Saved data entries:
----------------------------------------

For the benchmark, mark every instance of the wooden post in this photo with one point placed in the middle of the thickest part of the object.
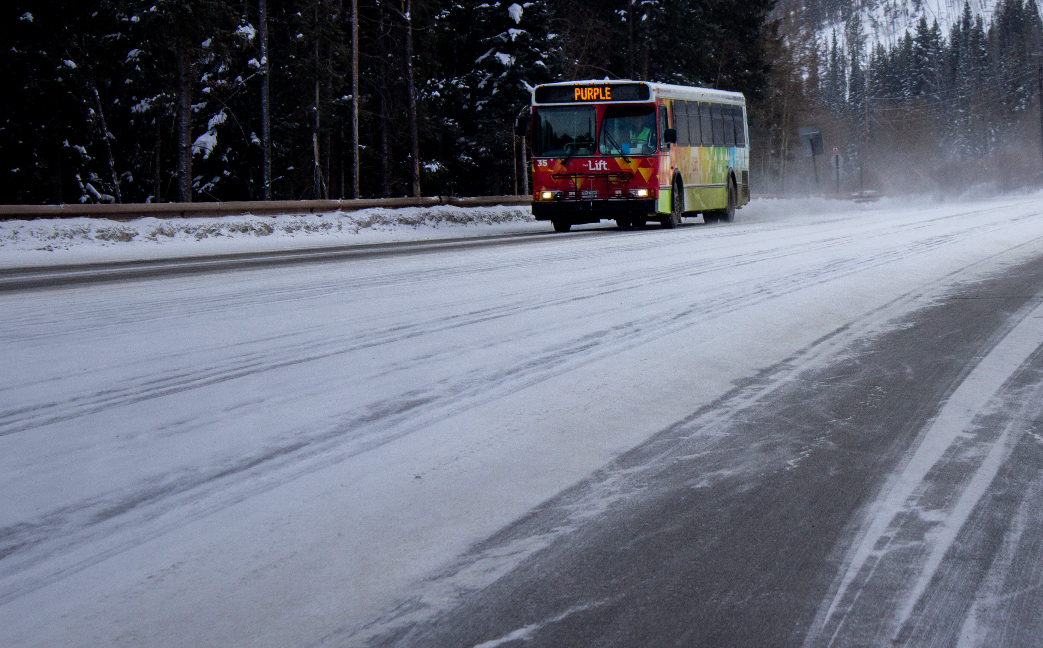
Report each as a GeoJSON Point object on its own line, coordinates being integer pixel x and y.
{"type": "Point", "coordinates": [1041, 103]}
{"type": "Point", "coordinates": [525, 166]}
{"type": "Point", "coordinates": [265, 103]}
{"type": "Point", "coordinates": [355, 99]}
{"type": "Point", "coordinates": [414, 151]}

----------------------------------------

- [Work instructions] Please express every line of the records above as a JSON list of strings, one string per line, with blank lines skipped and the pictures left out.

- [Correct answer]
[
  "For the benchmark, mark every instance of the wooden post in this photo with one point placed in the middle of the thickest part of the object.",
  "Report each as a GeoJSON Point object on its own line, coordinates being integer pixel x and y.",
  "{\"type\": \"Point\", \"coordinates\": [1041, 103]}",
  "{\"type\": \"Point\", \"coordinates\": [525, 166]}",
  "{\"type\": \"Point\", \"coordinates\": [265, 103]}",
  "{\"type\": \"Point\", \"coordinates\": [355, 99]}",
  "{\"type\": \"Point\", \"coordinates\": [414, 151]}"
]